_REQUIRED ACTIONS_:
1. In the article on congressional computers hacked from China, condense the paragraph beginning "Internet users from China are the sixth" into a short bulleted list that keeps its main facts.
2. From the article on congressional computers hacked from China, extract the passage that begins at the words "Reps. Frank Wolf" and stops after "Foreign Operations subcommittee.".

_EXTRACT_:
Segment Open

The Hill: "More congressional computers hacked from China"
Washington, Jun 21, 2008 - More Members of Congress have had their computers infiltrated by hackers within China than initially suspected, a lawmaker has revealed.
Reps. Frank Wolf (R-Va.), Chris Smith (R-N.J.), and Mark Kirk (R-Ill.) admitted to having data removed from their Capitol Hill computers last week, but Wolf says there are more.
“I’m not at liberty to say who they are, but there are other members,” said Wolf, ranking member on the Appropriations Committee’s State and Foreign Operations subcommittee.
Computers within the Foreign Affairs Committee, on which Smith serves as a senior Republican, were also infiltrated. Kirk suspects that other committees may have been attacked as well.
“I would suspect that the Foreign Affairs, Armed Services, Intelligence, (and) Appropriations committees would all be top targets,” Kirk said.
Wolf and Smith said they believe the hackers focused on them because of their continued objections to China’s human rights violations, and suspected that the hackers were looking for information on dissidents.
The computers of Wolf’s foreign policy and human rights staff, chief of staff, legislative director, and judiciary staff were all attacked.
“They got everything,” Wolf said, at a news conference.
The vast amount of information that the attacks, which occurred over the past two years, may have acquired from the computers has lawmakers concerned that the hackers may be selling it to other countries.
“China has a record of selling things to certain countries,” Wolf said.
Majority Leader Steny Hoyer (D-Md.) said he did not know the details of what information had been stolen but noted that he was very concerned.
“This is a serious matter and we’re looking into it carefully,” Hoyer said.
Alexa, an Internet information company, tracks the usage of millions of Alexa Toolbar users and ranks the traffic flow to millions of websites by the user’s country.
Internet users from China are the sixth most frequent browsers of the House’s websites, while users from Iran are the eleventh, according to the site. Iran and China tie for tenth most popular country-of-origin for visitors to the Senate’s websites.
But simply because foreigners are looking at government websites does not mean they are hacking in, as proficient hackers can easily mask their identity and their base country.
“If the Iranians are simply logging in to see what we have to say, there’s nothing wrong with that, just like if the Chinese logged in, I wouldn’t have any problem with that,” said Rep. Dana Rohrabacher (R-Calif.). “But having the secret police of China or Iran hack in to find out who has given us certain information, which we depend on for foreign policy decisions, now that’s a problem.”

Segment Closed

[Stored items from a collection]
Segment Open

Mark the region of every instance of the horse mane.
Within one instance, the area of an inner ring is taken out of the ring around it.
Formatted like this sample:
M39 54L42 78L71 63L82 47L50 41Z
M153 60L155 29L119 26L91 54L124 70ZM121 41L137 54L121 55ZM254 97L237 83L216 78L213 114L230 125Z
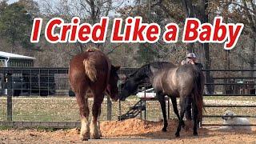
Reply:
M176 66L174 64L169 62L155 62L149 64L143 65L142 67L138 69L136 71L129 75L130 78L135 78L139 79L143 79L146 78L150 78L153 75L150 66L156 69L163 69L169 67Z

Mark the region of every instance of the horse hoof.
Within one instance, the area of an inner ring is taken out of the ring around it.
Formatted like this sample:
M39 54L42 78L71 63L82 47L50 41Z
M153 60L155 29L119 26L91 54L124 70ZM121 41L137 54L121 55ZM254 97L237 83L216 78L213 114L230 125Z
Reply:
M81 139L81 141L88 141L89 138L86 137L81 136L80 139Z
M90 135L90 139L100 139L101 136L100 134L91 134Z
M193 135L194 135L194 136L198 136L198 132L194 132L194 133L193 133Z
M166 130L166 128L162 128L162 131L163 131L163 132L166 132L166 131L167 131L167 130Z
M176 133L176 134L175 134L175 136L176 136L176 138L179 138L179 137L180 137L180 135L179 135L178 133Z

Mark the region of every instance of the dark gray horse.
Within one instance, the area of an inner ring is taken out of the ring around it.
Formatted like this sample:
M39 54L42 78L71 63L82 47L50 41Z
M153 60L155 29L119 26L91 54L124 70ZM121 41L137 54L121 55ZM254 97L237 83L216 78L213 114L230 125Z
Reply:
M168 95L170 98L174 111L179 120L175 134L177 137L179 137L181 126L185 126L182 120L185 113L185 98L193 98L194 122L193 134L197 135L197 123L202 118L203 108L204 76L201 70L191 64L176 66L170 62L158 62L145 65L126 79L119 96L120 100L125 100L128 96L136 93L138 85L145 82L150 82L157 93L164 118L163 131L166 131L168 126L165 96ZM177 98L180 98L180 115L177 108Z

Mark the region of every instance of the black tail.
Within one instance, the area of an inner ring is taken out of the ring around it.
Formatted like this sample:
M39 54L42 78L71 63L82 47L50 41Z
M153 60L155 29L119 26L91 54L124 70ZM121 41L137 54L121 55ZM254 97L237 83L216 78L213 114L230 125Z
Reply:
M193 88L193 99L194 101L194 103L196 104L198 107L198 118L199 119L202 119L202 110L204 109L204 103L203 103L203 98L202 98L202 93L203 93L203 87L204 87L204 78L202 72L198 69L195 68L194 70L195 78L194 79L194 88Z

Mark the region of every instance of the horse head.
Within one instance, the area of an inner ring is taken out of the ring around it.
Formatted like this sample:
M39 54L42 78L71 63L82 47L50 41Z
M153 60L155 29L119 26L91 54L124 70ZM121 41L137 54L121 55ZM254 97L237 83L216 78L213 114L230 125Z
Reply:
M106 93L110 96L111 99L117 101L118 99L118 82L119 79L118 70L120 66L114 66L111 65L110 74L109 82L106 86Z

Segment Closed

_NUMBERED ANSWERS_:
1.
- China ranks sixth among countries whose users most often browse the House's websites.
- Iran ranks eleventh for the House's websites.
- China and Iran tie for tenth as country of origin for visitors to the Senate's websites.

2.
Reps. Frank Wolf (R-Va.), Chris Smith (R-N.J.), and Mark Kirk (R-Ill.) admitted to having data removed from their Capitol Hill computers last week, but Wolf says there are more.
“I’m not at liberty to say who they are, but there are other members,” said Wolf, ranking member on the Appropriations Committee’s State and Foreign Operations subcommittee.